> _Задания_
- A) Перечислите все произведения, названия которых приведены в кавычках в отрывке о Толстом и назначении искусства.
- B) Подхватите отрывок о Толстом и назначении искусства и продолжите его с того места, где он обрывается.

> _Текст для разбора_
* * * *
Несмотря на все, что произошло впоследствии, когда Толстой отверг искусство в целом как суету и разврат, поскольку оно не помогает исцелять нравственные раны, его творческие порывы оставались неудержимы. Спустя много лет, когда он написал «Хаджи Мурата», кто-то спросил у него, как он пришел к этой повести – какую нравственную или духовную идею он заложил в нее? Толстой ледяным тоном ответил, что старается разграничивать свой труд художника и свои нравственные проповеди. Он не требовал морализаторства от Чехова; и не желал иметь дела с Бернардом Шоу, хотя того никак нельзя было обвинить ни в невнятности, ни в недостаточной прямоте, ни в бегстве от социальных проблем, ни в отсутствии позитивных убеждений. Шоу написал Толстому восторженное письмо: в конце концов, те множества врагов, которых обличали он и Толстой, во многом совпадали. Но старик не отступился от своего мнения; пьесы и статьи Шоу он находил вульгарными, поверхностными и, главное, откровенно дурными с художественной точки зрения. Старания Толстого выработать простую и связную жизненную философию, основанную на неопровержимых истинах, были еще более героическими, требовали еще большего насилия над его собственными инстинктами, стремлениями и интуицией, чем усилия Белинского или Тургенева, и, соответственно, закончились еще более ужасным крахом. Все та же дилемма – все та же попытка найти квадратуру круга – составляет сущность поздних статей Блока «Народ и интеллигенция» и «Крушение гуманизма». Еще болезненнее, если такое возможно, эта проблема становится в «Докторе Живаго» и опубликованных, а возможно, и неопубликованных или даже не написанных произведениях Синявского и писателей его круга.
* * * *
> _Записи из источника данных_
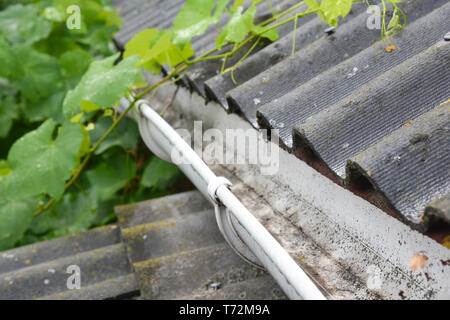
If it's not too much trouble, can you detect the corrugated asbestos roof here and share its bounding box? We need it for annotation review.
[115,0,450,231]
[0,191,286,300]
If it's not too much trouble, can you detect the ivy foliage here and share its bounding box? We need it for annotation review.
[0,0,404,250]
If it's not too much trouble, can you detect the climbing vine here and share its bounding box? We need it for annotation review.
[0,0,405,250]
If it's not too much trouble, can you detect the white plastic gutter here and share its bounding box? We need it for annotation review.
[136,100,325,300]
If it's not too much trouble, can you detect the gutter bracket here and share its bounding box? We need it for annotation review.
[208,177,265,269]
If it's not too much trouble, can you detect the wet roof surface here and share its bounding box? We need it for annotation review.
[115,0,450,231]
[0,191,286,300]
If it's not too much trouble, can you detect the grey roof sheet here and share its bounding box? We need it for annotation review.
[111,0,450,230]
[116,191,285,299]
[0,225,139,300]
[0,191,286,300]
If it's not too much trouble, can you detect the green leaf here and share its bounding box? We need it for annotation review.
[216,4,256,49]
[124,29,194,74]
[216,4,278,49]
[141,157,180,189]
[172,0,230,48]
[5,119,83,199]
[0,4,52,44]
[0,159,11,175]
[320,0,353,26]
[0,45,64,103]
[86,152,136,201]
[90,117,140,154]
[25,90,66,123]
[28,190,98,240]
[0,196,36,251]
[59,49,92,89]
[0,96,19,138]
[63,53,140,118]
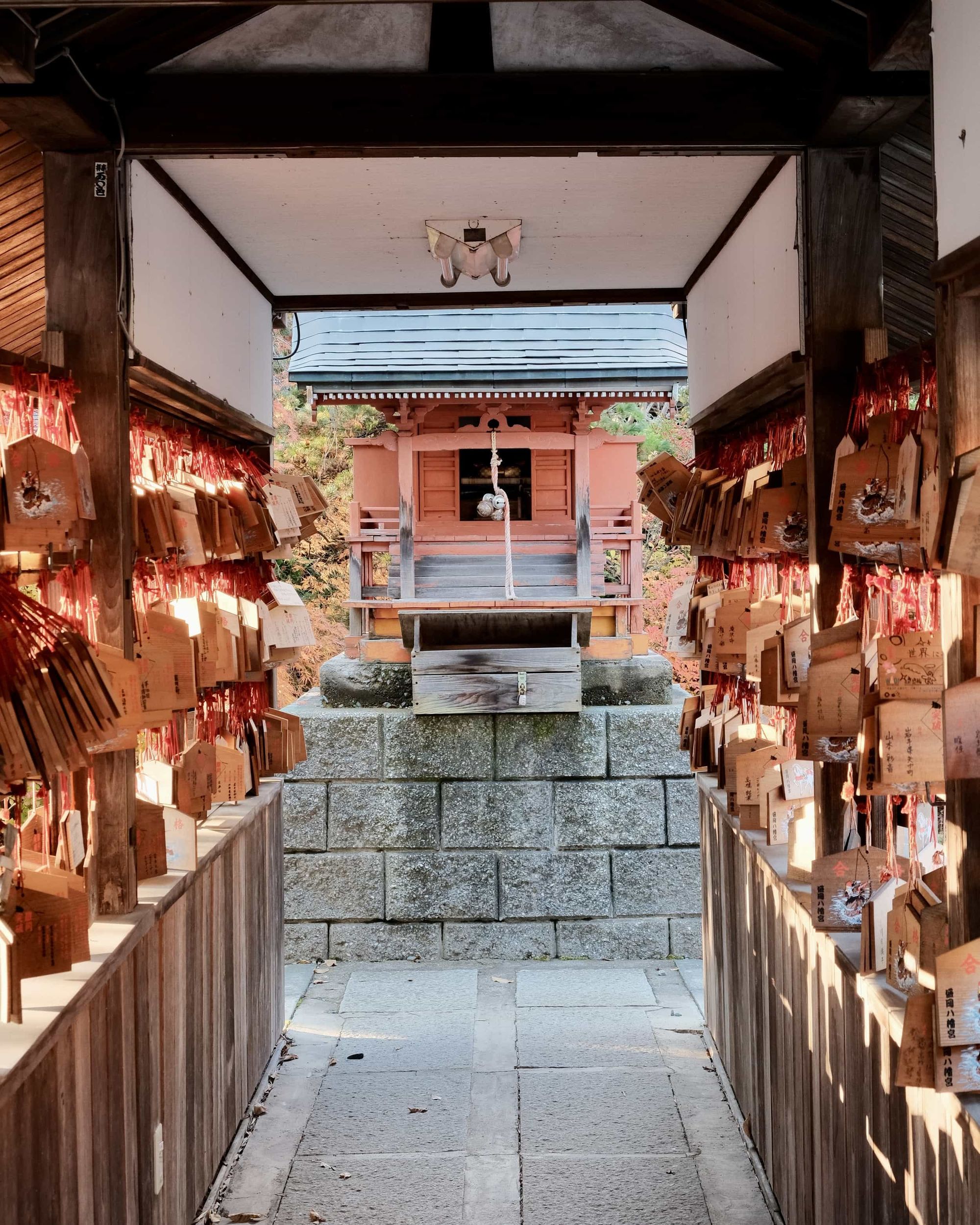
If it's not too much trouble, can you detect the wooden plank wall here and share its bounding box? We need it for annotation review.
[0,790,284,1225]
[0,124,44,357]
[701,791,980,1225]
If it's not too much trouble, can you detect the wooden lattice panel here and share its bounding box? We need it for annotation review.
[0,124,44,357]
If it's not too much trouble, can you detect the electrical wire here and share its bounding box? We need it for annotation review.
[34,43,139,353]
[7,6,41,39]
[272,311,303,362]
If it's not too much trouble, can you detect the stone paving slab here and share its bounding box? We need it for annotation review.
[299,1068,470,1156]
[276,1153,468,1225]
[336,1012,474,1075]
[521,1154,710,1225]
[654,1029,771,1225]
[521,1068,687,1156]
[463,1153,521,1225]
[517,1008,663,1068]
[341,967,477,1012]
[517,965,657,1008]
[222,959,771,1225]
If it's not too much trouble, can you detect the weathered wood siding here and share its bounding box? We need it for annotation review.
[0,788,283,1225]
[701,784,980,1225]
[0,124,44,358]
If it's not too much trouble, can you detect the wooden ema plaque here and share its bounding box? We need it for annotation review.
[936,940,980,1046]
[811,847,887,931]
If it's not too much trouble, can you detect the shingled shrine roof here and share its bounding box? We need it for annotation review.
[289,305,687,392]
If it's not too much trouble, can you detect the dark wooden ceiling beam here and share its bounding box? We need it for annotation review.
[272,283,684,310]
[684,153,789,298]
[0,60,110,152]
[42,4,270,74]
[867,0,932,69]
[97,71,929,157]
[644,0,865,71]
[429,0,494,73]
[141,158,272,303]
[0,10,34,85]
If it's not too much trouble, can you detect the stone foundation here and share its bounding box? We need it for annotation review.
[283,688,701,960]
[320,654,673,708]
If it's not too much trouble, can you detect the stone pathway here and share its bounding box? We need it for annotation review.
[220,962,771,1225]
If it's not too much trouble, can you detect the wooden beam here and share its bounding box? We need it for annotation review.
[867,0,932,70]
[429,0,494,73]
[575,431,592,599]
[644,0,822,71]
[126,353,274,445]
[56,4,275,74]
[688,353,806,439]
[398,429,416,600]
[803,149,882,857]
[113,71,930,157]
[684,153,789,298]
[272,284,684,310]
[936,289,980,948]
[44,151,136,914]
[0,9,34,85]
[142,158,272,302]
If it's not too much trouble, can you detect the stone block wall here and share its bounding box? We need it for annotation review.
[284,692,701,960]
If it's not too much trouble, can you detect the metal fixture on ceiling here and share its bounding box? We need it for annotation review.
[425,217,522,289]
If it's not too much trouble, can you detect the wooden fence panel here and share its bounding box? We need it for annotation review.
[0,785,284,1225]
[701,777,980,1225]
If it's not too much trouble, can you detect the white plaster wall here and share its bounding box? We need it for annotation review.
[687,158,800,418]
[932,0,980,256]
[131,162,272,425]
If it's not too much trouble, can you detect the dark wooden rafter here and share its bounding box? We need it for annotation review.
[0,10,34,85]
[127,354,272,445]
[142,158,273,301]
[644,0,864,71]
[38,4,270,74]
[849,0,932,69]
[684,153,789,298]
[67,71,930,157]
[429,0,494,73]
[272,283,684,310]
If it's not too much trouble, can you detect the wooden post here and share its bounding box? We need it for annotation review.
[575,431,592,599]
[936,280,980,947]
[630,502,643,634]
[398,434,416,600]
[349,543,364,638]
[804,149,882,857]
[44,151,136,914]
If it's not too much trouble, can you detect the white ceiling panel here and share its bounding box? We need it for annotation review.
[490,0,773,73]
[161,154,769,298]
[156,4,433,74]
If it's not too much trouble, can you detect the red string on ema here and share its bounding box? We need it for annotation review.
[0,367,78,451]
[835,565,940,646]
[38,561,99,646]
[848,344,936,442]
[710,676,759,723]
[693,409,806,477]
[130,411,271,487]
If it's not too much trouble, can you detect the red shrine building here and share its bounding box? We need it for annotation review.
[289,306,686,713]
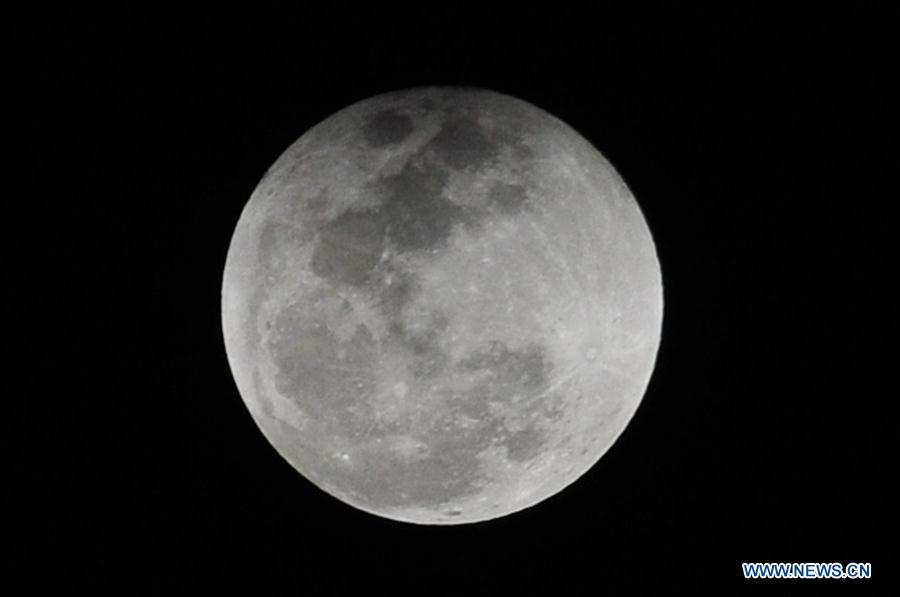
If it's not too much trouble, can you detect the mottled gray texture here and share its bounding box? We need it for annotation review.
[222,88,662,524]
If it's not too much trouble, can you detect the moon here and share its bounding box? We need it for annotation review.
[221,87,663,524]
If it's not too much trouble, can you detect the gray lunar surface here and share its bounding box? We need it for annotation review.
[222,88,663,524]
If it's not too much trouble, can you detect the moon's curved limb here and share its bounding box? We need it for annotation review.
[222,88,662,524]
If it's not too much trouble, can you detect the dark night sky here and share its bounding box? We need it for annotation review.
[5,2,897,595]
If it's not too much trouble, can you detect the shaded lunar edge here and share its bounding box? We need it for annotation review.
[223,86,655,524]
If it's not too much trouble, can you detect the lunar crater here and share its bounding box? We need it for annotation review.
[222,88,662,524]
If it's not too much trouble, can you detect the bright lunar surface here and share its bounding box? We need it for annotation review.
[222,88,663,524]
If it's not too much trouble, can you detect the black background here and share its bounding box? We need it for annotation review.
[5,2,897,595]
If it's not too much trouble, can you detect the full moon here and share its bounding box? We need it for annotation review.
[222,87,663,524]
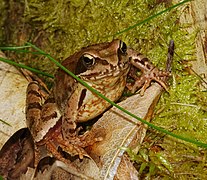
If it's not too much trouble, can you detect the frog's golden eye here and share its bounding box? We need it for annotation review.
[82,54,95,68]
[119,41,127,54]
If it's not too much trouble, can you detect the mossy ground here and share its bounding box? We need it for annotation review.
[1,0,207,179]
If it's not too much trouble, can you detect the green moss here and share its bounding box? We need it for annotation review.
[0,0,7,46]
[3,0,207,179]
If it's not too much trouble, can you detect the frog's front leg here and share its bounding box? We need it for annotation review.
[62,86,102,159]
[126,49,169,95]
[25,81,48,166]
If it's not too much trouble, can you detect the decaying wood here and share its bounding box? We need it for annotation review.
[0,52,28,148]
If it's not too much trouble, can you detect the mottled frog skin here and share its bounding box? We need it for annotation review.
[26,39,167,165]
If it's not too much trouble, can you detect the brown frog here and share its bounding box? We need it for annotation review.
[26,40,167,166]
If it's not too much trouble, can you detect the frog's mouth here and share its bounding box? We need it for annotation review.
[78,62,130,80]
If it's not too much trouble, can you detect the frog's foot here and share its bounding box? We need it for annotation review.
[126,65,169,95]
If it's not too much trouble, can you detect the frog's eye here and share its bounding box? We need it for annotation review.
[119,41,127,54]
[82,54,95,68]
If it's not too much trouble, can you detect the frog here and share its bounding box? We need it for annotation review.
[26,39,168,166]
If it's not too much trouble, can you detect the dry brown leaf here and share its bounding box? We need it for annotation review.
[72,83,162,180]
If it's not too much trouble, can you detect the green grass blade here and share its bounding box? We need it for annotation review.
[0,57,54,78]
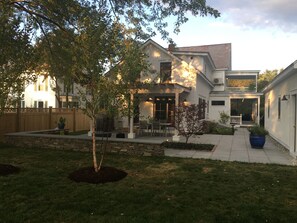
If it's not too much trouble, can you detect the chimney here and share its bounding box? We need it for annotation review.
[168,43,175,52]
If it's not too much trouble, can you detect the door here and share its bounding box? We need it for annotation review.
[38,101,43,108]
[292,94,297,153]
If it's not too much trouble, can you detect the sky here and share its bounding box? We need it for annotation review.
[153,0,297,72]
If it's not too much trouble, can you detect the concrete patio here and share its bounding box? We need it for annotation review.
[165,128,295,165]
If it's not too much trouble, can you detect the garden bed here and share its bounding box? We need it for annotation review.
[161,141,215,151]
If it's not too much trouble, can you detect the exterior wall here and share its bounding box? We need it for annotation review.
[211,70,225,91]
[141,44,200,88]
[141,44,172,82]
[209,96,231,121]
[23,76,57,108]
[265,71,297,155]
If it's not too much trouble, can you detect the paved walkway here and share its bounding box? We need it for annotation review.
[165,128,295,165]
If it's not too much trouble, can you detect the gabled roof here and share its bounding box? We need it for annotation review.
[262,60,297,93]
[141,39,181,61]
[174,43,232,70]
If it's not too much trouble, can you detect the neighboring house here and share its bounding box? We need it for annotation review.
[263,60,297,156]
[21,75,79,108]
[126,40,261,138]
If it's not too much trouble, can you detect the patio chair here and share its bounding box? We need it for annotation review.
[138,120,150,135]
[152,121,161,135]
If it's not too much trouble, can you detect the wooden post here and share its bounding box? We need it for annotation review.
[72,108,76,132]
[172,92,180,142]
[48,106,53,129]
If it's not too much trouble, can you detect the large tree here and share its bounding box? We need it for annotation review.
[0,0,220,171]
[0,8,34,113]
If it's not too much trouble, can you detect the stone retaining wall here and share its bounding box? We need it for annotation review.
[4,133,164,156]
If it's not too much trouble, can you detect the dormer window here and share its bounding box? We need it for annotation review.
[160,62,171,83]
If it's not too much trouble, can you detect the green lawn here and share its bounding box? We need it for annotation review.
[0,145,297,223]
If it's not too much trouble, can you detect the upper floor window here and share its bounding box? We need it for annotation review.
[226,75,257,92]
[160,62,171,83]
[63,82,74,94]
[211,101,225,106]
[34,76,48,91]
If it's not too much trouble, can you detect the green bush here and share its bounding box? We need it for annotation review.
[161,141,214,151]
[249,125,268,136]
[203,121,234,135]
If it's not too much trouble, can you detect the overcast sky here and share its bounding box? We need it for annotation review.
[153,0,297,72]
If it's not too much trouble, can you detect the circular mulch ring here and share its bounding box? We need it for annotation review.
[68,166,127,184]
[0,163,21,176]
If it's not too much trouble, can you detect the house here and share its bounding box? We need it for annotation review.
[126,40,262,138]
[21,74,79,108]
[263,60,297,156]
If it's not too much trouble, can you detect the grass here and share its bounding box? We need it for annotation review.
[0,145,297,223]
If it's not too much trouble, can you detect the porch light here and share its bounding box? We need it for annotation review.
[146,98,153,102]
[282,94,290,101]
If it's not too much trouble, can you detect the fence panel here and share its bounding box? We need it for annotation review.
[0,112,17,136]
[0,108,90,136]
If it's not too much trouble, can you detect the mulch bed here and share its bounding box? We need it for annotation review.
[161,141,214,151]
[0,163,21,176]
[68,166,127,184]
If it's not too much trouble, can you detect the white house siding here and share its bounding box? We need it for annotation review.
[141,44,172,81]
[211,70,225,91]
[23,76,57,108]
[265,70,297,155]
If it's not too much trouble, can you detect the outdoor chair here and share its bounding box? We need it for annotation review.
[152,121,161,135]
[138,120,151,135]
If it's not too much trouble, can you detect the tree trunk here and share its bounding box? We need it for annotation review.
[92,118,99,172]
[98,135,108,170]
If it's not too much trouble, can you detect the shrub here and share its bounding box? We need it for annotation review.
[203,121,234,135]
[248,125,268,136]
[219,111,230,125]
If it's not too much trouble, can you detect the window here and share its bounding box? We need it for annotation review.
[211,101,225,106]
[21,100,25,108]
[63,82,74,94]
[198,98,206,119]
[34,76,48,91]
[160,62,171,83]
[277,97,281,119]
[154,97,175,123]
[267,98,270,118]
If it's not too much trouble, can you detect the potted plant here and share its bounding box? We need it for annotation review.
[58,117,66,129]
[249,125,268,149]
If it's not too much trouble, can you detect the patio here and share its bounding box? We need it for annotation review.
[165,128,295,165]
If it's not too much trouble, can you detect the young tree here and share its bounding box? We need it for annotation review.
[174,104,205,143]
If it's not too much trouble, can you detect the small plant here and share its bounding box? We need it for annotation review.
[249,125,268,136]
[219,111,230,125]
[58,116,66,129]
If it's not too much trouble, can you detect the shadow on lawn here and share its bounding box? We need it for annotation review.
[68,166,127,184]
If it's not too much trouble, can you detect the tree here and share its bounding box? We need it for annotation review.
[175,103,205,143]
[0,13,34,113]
* * * *
> _Ответы по пунктам_
- A) «Хаджи Мурат», «Народ и интеллигенция», «Крушение гуманизма», «Доктор Живаго».

- B)
Вернемся к особому отношению Толстого к Белинскому. Читать его Толстой начал в 1856 году, нехотя поддавшись на уговоры Дружинина, который Белинского не выносил, и Тургенева, который его обожал. По словам Толстого, однажды ночью ему приснилось, будто, по мнению Белинского, социальные доктрины справедливы только тогда, когда их «пусируют до конца», и будто сам он с этим мнением согласен[74]
. Он был в восторге от статей Белинского о Пушкине, и в особенности от идеи, что понять писателя можно, лишь уйдя в него с головой и ничего, кроме него, не видя. 2 января 1857 года Толстой записывает в дневнике: «Утром читал Белинского, и он начинает мне нравиться»[75], и хотя позже он считал Белинского скучным и бездарным автором, сформулированные им принципы прочно въелись в его, толстовское мировоззрение. Мне кажется неслучайным, что Толстой проводил в жизнь заветы Белинского со столь необычайной, хотя и молчаливой и, возможно, неосознанной, преданностью. В словаре Толстого-критика нет более уничижительного эпитета, чем «выдуманный»; только чистосердечность, только простота, только ясность, – если писатель вполне отчетливо осознает, что именно он хочет сказать, и если его взгляду ничто не мешает, eo ipso получится произведение искусства. Таким образом, Толстой идет еще дальше, чем был готов идти Белинский даже на пике своего радикализма; Белинский никогда не отступался от мнения, что художественный дар – нечто совершенно своеобычное, а следовательно, искренность – или тот факт, что некто видит жизнь своими собственными, а не чужими глазами и описывает увиденное ясно и без обиняков, – сама по себе еще не может считаться достаточным условием для того, чтобы создать произведение искусства. Позиция Толстого, как часто с ним бывало, – это упрощенный и гиперболизированный вариант и без того простого тезиса.